■ QUOTED PASSAGE:

Teva Chairman Phillip Frost to Step Down as Board Size ReducedDavid Wainer
Teva Pharmaceutical Industries Ltd. Chairman Phillip Frost plans to retire before his term ends next year as the world’s largest maker of generic drugs overhauls its board.
“I have advised the board that I believe it will be appropriate for me to step down as chairman approximately by the end of this year,” the Miami-based billionaire said in a letter to shareholders released by Teva today. Teva nominated Jean-Michel Halfon, a former head of emerging markets at Pfizer Inc., to the board, and said Chaim Hurvitz, Dan Suesskind and Dafna Schwartz plan to retire as directors this year.
The changes may ease the concern among some shareholders that Teva’s board was too big, rife with internal feuds and was meddling in company operations. Teva pledged to overhaul the board after Chief Executive Officer Jeremy Levin departed last year amid a dispute with the board.
Investors led by Benny Landa called on the board to seek pharmaceutical veterans to support new CEO Erez Vigodman as Teva streamlines operations to overcome a slowdown in sales growth.
Teva’s American depositary receipts rose 1 percent to $51.95 at 9:35 a.m. in New York.
Discussions “regarding our corporate governance are ongoing,” Frost, 77, said in today’s letter. “Corporate governance is a priority for the board, and we will continue to evaluate the size and composition of the board.” The board’s Corporate Governance and Nominating Committee is working on a succession plan for him, he said.
Frost said this year he was considering retirement if he could deliver on improving board governance.
Under Frost, Teva has struggled to find new sources of revenue as the multiple-sclerosis treatment Copaxone, which analysts say accounts for more than half of profits, faces competition from newer oral drugs and possible generics this year.
Frost oversaw Teva’s transition from a producer of mainly copycat treatments to innovations in areas such as neurology and respiratory treatments. As Frost steps down, Teva director Dan Propper has positioned himself as a possible replacement, two people familiar with the matter told Bloomberg in February.
Propper, 73, served as CEO of Osem Investments Ltd. for 25 years and president of the Manufacturers Association of Israel for six. Propper now heads the governance and nominating committee that will choose how to slim down Teva’s board and bring in new members.

■ STORED DATA:
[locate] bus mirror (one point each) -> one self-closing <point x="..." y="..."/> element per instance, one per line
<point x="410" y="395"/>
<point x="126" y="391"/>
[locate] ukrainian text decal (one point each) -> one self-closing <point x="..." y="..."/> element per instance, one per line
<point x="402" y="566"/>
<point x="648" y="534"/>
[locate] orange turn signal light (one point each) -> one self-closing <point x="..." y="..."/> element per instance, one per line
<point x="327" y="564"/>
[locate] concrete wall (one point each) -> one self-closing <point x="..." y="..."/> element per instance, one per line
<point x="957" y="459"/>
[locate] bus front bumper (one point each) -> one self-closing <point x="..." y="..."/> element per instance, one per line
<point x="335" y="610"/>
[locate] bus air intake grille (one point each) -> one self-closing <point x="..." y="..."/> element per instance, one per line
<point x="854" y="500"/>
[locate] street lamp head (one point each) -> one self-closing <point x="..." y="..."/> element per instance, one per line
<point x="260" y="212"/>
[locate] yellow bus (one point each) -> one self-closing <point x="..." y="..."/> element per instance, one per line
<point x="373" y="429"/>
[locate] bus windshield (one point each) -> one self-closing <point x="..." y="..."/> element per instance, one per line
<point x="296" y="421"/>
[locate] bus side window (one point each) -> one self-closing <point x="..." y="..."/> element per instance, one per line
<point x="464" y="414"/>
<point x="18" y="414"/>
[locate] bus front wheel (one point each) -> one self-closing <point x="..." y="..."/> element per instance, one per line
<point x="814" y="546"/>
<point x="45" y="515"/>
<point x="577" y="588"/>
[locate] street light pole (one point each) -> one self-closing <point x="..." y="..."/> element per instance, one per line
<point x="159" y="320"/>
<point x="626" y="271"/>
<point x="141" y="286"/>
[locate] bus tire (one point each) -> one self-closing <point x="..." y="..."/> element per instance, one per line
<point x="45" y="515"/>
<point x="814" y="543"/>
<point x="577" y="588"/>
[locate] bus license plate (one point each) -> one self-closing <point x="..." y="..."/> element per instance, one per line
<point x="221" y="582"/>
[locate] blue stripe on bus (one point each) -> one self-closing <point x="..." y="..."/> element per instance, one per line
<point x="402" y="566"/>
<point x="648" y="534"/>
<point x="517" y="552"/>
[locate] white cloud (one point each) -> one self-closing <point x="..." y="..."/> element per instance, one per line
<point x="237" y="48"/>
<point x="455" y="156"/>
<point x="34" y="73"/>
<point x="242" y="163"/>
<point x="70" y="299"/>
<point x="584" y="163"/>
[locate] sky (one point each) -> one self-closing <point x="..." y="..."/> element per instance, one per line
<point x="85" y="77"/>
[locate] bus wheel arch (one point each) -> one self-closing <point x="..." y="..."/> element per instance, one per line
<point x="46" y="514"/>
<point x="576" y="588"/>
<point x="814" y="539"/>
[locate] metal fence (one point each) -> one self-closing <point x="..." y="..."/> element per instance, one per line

■ TASK TO COMPLETE:
In the article on Teva's board changes, whom did Teva nominate as a new director?

■ TASK RESULT:
Jean-Michel Halfon, a former head of emerging markets at Pfizer Inc.